DIRECTIONS FOR THIS TASK.
Reproduce word for word the part of the records below that opens with the line containing "Would you mind indicating the black-framed" and runs through the end of the records, including both the first and last lines.

EXTRACTED INFORMATION.
===============

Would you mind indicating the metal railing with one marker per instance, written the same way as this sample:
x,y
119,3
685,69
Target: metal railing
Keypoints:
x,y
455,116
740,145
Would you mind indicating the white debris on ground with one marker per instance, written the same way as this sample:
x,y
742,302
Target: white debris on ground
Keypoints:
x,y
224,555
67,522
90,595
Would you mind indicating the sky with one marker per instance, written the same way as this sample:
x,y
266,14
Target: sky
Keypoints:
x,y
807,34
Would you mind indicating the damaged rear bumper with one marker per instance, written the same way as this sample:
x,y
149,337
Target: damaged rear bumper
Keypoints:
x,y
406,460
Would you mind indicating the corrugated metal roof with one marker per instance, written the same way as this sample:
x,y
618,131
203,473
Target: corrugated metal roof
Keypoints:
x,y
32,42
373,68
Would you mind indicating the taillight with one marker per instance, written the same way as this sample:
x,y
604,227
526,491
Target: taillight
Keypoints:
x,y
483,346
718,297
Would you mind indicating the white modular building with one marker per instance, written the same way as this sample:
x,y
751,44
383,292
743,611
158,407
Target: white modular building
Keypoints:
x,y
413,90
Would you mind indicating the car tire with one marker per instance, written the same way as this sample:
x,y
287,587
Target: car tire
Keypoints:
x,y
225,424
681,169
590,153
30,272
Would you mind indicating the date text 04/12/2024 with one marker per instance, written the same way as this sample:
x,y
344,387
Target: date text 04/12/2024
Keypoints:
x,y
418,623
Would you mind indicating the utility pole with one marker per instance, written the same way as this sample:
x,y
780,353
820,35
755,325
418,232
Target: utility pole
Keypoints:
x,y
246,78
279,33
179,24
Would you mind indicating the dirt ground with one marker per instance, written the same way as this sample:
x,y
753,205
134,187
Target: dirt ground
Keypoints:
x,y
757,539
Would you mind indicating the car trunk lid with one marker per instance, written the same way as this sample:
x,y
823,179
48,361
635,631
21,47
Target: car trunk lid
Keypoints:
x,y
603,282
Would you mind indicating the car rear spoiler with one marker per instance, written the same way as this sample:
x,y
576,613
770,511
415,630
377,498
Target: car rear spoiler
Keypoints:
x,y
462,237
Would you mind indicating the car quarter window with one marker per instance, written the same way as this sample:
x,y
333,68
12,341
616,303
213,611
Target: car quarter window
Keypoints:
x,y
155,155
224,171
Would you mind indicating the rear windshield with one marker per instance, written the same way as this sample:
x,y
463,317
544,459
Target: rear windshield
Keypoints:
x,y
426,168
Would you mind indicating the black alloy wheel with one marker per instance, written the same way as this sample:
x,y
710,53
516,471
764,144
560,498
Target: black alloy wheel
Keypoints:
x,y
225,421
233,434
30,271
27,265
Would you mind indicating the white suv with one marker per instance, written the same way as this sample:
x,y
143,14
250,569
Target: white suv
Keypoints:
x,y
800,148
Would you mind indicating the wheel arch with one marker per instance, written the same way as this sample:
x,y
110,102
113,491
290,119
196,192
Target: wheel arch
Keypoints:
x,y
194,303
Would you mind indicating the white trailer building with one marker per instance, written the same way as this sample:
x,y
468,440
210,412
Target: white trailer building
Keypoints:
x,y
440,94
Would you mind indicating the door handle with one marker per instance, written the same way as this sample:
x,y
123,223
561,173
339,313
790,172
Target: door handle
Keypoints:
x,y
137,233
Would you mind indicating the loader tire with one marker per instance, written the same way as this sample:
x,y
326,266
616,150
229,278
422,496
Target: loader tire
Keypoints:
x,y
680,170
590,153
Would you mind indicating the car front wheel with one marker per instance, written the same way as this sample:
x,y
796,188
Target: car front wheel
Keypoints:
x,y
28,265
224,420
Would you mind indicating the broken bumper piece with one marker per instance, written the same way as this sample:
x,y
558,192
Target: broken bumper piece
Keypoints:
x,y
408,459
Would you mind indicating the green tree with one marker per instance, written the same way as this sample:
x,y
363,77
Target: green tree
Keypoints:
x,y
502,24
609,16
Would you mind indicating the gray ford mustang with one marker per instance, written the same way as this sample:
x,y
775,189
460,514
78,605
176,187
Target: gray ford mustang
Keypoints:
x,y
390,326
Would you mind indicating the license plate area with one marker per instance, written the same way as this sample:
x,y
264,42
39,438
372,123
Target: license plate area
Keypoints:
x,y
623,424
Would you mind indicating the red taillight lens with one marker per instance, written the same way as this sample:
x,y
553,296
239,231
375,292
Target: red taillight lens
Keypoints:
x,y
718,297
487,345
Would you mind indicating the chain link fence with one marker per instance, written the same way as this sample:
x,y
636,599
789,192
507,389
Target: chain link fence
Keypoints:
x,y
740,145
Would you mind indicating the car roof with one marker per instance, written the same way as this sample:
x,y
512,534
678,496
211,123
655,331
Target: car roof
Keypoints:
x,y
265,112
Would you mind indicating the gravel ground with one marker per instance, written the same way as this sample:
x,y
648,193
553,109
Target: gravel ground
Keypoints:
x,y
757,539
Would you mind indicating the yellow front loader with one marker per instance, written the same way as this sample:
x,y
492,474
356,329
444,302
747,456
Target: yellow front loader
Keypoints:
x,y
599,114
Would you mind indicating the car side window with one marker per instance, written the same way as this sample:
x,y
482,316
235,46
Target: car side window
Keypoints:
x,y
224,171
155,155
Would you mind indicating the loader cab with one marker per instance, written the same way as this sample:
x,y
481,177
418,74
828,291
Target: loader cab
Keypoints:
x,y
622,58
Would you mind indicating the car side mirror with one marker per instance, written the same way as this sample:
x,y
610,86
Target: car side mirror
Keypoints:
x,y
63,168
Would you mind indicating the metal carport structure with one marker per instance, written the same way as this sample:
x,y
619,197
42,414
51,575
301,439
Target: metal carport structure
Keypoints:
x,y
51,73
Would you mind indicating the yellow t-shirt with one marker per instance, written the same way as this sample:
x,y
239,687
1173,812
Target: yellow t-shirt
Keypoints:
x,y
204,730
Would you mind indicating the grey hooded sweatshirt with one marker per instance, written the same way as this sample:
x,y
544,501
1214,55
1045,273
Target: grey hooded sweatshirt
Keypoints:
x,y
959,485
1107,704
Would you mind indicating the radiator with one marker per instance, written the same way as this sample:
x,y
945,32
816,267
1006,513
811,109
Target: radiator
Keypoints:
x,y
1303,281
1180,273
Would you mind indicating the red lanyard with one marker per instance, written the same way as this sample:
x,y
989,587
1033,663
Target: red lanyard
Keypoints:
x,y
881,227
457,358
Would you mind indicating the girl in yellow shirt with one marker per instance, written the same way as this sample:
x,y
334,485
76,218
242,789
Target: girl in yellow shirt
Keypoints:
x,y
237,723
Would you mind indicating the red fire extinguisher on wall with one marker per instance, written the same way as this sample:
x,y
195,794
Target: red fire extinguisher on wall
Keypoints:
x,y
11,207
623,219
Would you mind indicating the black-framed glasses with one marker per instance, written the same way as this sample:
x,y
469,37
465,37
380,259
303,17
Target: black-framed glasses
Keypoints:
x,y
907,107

===============

EXPECTED ANSWER.
Would you mind indicating the black-framed glasses with one marker per instance, written the same way as this sample:
x,y
469,37
465,37
380,259
303,17
Target: black-framed glasses
Keypoints:
x,y
907,107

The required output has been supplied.